### THE PROBLEM
Please repeat the records exactly, keeping the pictures out.

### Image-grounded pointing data
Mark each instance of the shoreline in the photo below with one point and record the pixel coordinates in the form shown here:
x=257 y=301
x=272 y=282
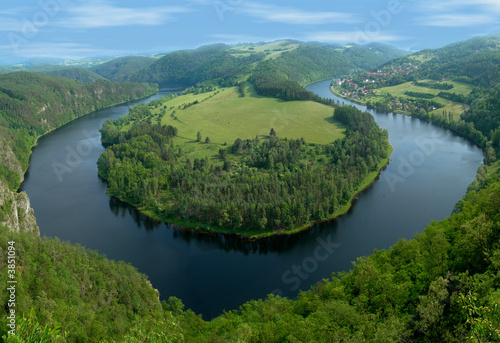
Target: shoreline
x=447 y=127
x=369 y=180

### TASK RESULT
Mark each instance of the shoreline in the photo below with one point and record the pixel coordinates in the form shown here:
x=257 y=301
x=272 y=282
Target: shoreline
x=447 y=127
x=369 y=180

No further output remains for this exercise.